== Segment start ==

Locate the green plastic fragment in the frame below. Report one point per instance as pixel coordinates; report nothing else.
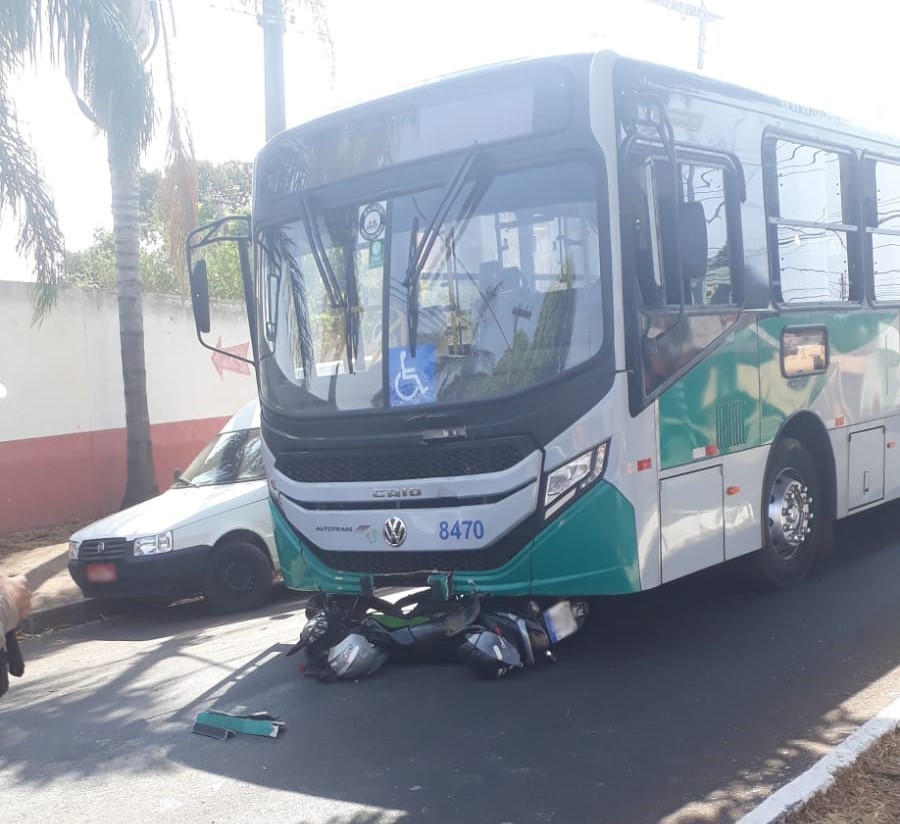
(251, 724)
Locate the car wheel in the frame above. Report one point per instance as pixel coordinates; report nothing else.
(793, 515)
(238, 577)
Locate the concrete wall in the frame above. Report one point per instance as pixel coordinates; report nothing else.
(62, 436)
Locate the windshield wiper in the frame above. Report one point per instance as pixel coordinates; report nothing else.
(419, 252)
(333, 291)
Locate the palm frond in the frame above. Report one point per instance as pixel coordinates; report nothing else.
(179, 191)
(25, 194)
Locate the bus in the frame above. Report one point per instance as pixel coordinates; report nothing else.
(568, 326)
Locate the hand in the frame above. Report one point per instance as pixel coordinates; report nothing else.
(17, 588)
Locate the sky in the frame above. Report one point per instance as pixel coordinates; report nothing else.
(834, 57)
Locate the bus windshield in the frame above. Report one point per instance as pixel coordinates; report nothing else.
(505, 293)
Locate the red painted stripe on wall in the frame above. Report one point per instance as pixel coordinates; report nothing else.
(45, 481)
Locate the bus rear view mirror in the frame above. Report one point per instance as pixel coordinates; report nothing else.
(200, 295)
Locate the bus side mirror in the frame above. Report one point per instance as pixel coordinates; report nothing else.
(200, 295)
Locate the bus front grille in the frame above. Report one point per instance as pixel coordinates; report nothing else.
(403, 462)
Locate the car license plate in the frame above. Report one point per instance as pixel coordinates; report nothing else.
(102, 573)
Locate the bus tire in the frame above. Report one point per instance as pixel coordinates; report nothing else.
(793, 515)
(238, 577)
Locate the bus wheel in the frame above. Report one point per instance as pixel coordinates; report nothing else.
(238, 577)
(792, 514)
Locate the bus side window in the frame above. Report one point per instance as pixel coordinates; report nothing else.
(688, 253)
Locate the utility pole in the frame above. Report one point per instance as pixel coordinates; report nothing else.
(689, 10)
(272, 22)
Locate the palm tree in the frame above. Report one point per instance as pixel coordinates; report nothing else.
(103, 46)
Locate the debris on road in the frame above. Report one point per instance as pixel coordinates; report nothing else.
(222, 725)
(350, 637)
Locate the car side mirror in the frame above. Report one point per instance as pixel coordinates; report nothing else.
(200, 295)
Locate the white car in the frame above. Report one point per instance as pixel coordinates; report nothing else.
(210, 533)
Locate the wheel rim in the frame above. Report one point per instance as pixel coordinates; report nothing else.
(790, 513)
(238, 578)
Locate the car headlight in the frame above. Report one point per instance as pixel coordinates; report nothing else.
(154, 544)
(565, 483)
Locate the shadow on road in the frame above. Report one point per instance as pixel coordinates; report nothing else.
(685, 704)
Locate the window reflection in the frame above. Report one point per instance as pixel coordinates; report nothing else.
(813, 265)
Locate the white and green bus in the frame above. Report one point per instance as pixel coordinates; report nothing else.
(572, 326)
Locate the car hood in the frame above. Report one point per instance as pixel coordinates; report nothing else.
(175, 507)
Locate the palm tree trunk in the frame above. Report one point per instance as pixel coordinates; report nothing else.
(123, 170)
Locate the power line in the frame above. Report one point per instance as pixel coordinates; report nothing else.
(703, 15)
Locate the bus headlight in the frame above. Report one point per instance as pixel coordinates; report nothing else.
(565, 483)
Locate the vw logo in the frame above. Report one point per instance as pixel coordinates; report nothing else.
(394, 531)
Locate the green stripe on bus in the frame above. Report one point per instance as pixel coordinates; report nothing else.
(590, 549)
(737, 398)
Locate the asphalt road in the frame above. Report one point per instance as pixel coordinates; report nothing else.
(687, 704)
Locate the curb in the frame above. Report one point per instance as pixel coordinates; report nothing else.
(820, 776)
(68, 614)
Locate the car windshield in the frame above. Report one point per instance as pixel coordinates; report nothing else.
(230, 457)
(506, 294)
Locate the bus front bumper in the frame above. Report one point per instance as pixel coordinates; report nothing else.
(588, 549)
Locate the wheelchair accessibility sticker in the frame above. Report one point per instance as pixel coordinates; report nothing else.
(412, 378)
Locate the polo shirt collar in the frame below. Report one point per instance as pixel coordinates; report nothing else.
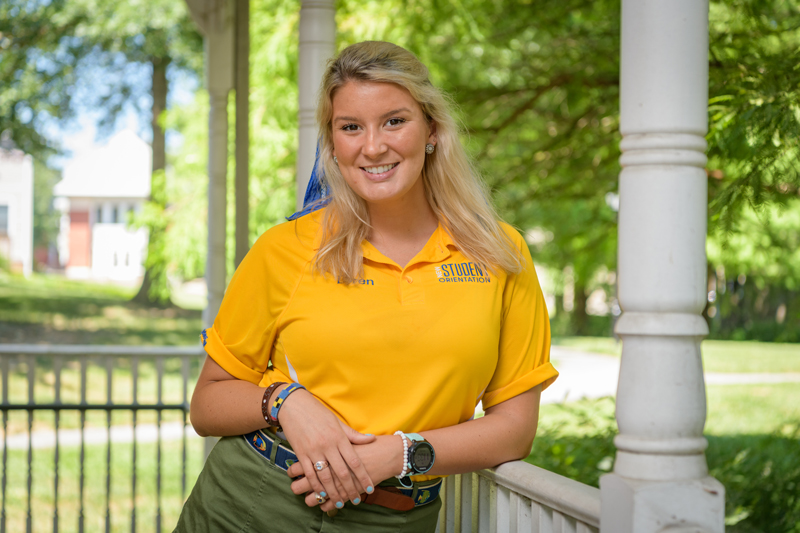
(435, 250)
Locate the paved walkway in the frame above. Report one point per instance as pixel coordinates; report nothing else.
(582, 375)
(589, 375)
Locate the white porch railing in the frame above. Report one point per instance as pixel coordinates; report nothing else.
(517, 497)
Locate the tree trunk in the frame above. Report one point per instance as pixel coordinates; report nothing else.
(155, 289)
(580, 320)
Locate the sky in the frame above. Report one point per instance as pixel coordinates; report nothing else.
(84, 133)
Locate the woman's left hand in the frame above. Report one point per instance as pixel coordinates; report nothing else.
(382, 458)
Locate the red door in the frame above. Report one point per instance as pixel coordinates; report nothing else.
(80, 239)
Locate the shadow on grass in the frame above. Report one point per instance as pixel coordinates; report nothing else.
(58, 311)
(761, 472)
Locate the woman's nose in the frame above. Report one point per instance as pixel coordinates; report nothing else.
(374, 144)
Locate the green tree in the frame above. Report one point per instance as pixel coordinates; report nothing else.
(57, 40)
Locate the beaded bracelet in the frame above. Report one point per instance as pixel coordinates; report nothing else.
(278, 403)
(403, 437)
(271, 422)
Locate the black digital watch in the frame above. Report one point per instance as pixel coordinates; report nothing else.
(420, 454)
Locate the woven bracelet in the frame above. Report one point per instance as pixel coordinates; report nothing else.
(271, 422)
(278, 403)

== Segment end ==

__WHAT IS BEING ASKED__:
Output the data above exactly, excluding images.

__SOLUTION FOR THIS PROBLEM__:
Locate the green plastic fragment in the frame below. Report one point per instance as pixel coordinates; report nothing else.
(251, 724)
Locate the car wheel in the frame above. Report one point per instance as pixel coordinates; report nothing else.
(793, 515)
(238, 577)
Locate the concrete wall in the frame above. Report one point per instance as pixel coordinates; report nothing else.
(62, 436)
Locate the windshield wiper in the frame above. Report one point per instance as pixel coordinates; report nothing else.
(419, 252)
(333, 291)
Locate the palm frond in the frame above. Report one point per instance as pixel coordinates; report nothing else.
(179, 191)
(25, 194)
Locate the bus in the frame above. Report one point per instance as pixel coordinates; report nothing else.
(568, 326)
Locate the hand in the frame above. Report one point per instance as pixel coordinates; report nothing else.
(17, 588)
Locate the sky in the frame above. Report one point per instance as pixel coordinates; report nothing else.
(834, 57)
Locate the bus windshield in the frame above. Report one point per instance as pixel coordinates; report nothing else.
(505, 293)
Locate the red painted stripe on wall in the frame above. Report one point per instance as pixel coordinates; report nothing else.
(45, 481)
Locate the bus rear view mirror in the frame above. Report one point per instance as pixel coordinates; report nothing else.
(200, 295)
Locate the bus side mirror in the frame above. Report one point per instance as pixel coordinates; report nothing else.
(200, 295)
Locate the bus front grille in the frame above. Report one point per instance as pixel coordinates; report nothing else.
(403, 462)
Locate the car license plate in the frame above. Report one point per instance as pixel coordinates; report nothing else.
(102, 573)
Locate the bus tire in the frame above. Report one point per instance as pixel coordinates; report nothing else.
(793, 515)
(238, 577)
Locate the bus wheel in the frame above. Report one point per instance as pixel coordinates; report nothing else.
(238, 577)
(792, 514)
Locate the bus side window in the frame above. Report one point per instance as pixel coordinates; report nothing else.
(688, 253)
Locate the utility pole in the frame above. Report one point per instance as pixel coordinates; report nothing else.
(689, 10)
(272, 22)
Locate the palm tree in the frame above. Report one point per instance as pixel coordinates; report nothing else.
(103, 46)
Locate the debris on road in the frame above. Report one point per instance as pixel coordinates; report nothing else.
(222, 725)
(350, 637)
Locate the car side mirror in the frame above. Report one point per instance as pixel coordinates; report nothing else.
(200, 295)
Locate the white car in the frame above. Report one point per instance as pixel coordinates; report nothing else.
(210, 533)
Locate the wheel rim in the frame above. Report one point per instance as pixel coordinates; report nothing else.
(790, 513)
(238, 578)
Locate the car headlight in the frame above. Report one point per instance as pixel coordinates; report nothing else.
(154, 544)
(565, 483)
Locate the shadow on road in the frame above. Report one point per instance as pixel coordinates; report nothing else.
(685, 704)
Locate the window reflection in the frame above. Report one point per instance as pixel coordinates; report nothing else.
(813, 265)
Locate the white and green bus in the frame above. Report one point per instance as pixel coordinates; report nothing else.
(572, 326)
Locate the car hood in the frame above. Report one point per instance as pixel coordinates; report nothing else.
(175, 507)
Locate the palm tree trunk in the frame above. Report one point per instance as pixel coordinates; report nothing else.
(123, 170)
Locate the power line in the frame above. Report one point per instance as pixel coordinates; report nothing else.
(703, 15)
Locate the bus headlight in the frame above. Report one point per instance as pixel coordinates; report nothing else.
(565, 483)
Locate the vw logo in the frame above. Report one point per instance as pixel coordinates; report nothing else.
(394, 531)
Locate the green stripe on bus in the frame above. Report one point per instance as pixel coordinates; report nothing else.
(590, 549)
(737, 398)
Locate the asphalt road in the frame above. Report one point per instance as pixel coordinates; report nothing else.
(687, 704)
Locate the curb in the frame above. Report one point per instance as pixel coordinates; report nothing else.
(820, 776)
(68, 614)
Locate the car windshield in the frame above. Report one point per instance as pixel coordinates; report nothing else.
(230, 457)
(506, 294)
Locate the bus front bumper in the frame above. Report one point per instance as pixel coordinates; report nothing else.
(588, 549)
Locate the wheelchair accessibility sticker in the frame above. Report one point per instance as pixel coordinates; report nothing else.
(412, 378)
Locate the polo shirt collar in the frame below. Report one point per instance as pixel coordinates; report nothing else.
(435, 250)
Locate the paved walkway in the frame above. Report one point per instance as pixel coordinates; report nothing else.
(582, 375)
(589, 375)
Locate the white porch railing in the frame above. Report one point per instance as pixel coordinates; report nothing else.
(517, 497)
Locate the tree trunk in the frame above. Report one point per instance as pixel coordinates; report nothing else.
(155, 289)
(580, 320)
Locate the sky in the frame above. Report one point per instance as pixel coordinates; report nothing else.
(84, 133)
Locate the woman's left hand in the frame above. Report one point per instance as pixel coordinates; report nothing else.
(382, 458)
Locate the red door in the frame above. Report one point per instance as pixel coordinates; report nothing else.
(80, 239)
Locate the shadow on grass in the frame above. Report one point per instance as pixel coordinates; report nothing else.
(58, 311)
(761, 472)
Locate the woman's nose in the frame above. Report one point per instance as pixel coordinates; report nothing else.
(374, 144)
Locate the green tree in the frame above. Report one point per instance as pixel coordinates; report nothing else.
(57, 40)
Locate the beaded bracelet in the frame above. Report one point per instance as pixel coordinates; report nothing else.
(278, 403)
(403, 437)
(271, 422)
Locate the black digital watch in the frame above. Report one point per instance as pixel coordinates; report nothing else.
(420, 454)
Locate the woven bracelet in the frame above. Report one point per instance as pixel coordinates; report nothing else.
(271, 422)
(278, 403)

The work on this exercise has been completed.